Given problem:
Print all of the items below word for word, leaving nothing out.

Given data:

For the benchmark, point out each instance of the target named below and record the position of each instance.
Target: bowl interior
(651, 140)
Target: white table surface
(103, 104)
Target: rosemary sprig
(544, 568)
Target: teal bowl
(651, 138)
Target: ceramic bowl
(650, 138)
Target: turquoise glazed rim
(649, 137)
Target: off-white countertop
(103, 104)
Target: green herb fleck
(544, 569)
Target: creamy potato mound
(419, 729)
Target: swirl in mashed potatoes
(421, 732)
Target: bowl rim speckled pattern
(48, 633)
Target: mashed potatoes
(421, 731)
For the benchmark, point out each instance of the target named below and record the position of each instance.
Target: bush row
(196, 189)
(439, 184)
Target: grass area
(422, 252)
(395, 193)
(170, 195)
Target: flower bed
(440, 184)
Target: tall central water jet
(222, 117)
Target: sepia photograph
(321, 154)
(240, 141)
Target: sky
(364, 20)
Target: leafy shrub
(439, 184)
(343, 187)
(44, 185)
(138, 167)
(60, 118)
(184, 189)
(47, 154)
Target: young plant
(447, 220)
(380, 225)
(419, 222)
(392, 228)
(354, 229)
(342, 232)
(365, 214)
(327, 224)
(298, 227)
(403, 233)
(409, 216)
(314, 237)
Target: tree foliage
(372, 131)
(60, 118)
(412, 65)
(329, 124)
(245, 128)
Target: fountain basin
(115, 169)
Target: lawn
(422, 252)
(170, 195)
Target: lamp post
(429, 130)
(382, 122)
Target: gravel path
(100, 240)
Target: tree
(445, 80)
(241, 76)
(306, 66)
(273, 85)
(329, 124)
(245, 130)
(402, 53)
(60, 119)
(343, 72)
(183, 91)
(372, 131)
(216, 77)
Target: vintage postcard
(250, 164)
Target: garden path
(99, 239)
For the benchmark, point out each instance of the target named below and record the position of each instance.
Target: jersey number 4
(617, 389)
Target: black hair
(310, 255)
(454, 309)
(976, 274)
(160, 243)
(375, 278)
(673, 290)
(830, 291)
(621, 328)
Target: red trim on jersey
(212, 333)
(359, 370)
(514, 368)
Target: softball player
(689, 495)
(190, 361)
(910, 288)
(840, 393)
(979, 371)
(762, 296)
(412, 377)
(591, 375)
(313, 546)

Problem solution:
For the benchmark, point out each instance of the target named below and record the position of each instance.
Target: bowl interior
(651, 140)
Target: white table surface
(103, 104)
Target: rosemary sprig
(544, 568)
Target: teal bowl
(651, 138)
Target: ceramic bowl
(650, 138)
Target: turquoise glazed rim
(649, 137)
Target: off-white countertop
(103, 104)
Target: green herb fleck
(544, 569)
Target: creamy potato mound
(419, 729)
Target: swirl in mashed potatoes
(421, 732)
Target: bowl rim speckled pattern
(48, 633)
Target: mashed potatoes
(421, 731)
For the benchmark, point out each instance of the target named below and record the position of each instance.
Target: bush row
(196, 189)
(439, 184)
Target: grass area
(422, 252)
(395, 193)
(170, 195)
Target: flower bed
(440, 184)
Target: tall central water jet
(222, 117)
Target: sepia photograph
(321, 154)
(240, 141)
Target: sky
(364, 20)
Target: leafy shrub
(439, 184)
(343, 187)
(44, 185)
(138, 167)
(60, 118)
(184, 189)
(47, 154)
Target: young plant
(447, 220)
(380, 225)
(419, 222)
(392, 228)
(354, 229)
(342, 232)
(365, 214)
(327, 224)
(298, 227)
(403, 233)
(409, 216)
(314, 237)
Target: tree foliage
(372, 131)
(60, 118)
(412, 65)
(329, 124)
(245, 128)
Target: fountain basin
(115, 169)
Target: lawn
(422, 252)
(170, 195)
Target: lamp post
(429, 130)
(382, 122)
Target: gravel path
(100, 240)
Target: tree
(445, 80)
(241, 76)
(306, 66)
(273, 85)
(329, 124)
(245, 130)
(402, 53)
(60, 119)
(343, 72)
(183, 91)
(372, 131)
(216, 77)
Target: vintage postcard
(250, 164)
Target: garden path
(99, 239)
For the benchmark, point out each instance of the target named below and record the position of each instance.
Target: jersey number 4
(617, 389)
Target: black hair
(310, 255)
(454, 309)
(976, 274)
(160, 243)
(375, 278)
(673, 290)
(830, 291)
(621, 328)
Target: red trim on jersey
(212, 333)
(359, 370)
(514, 368)
Target: softball player
(689, 495)
(190, 361)
(910, 288)
(840, 393)
(979, 371)
(762, 296)
(412, 377)
(591, 375)
(313, 546)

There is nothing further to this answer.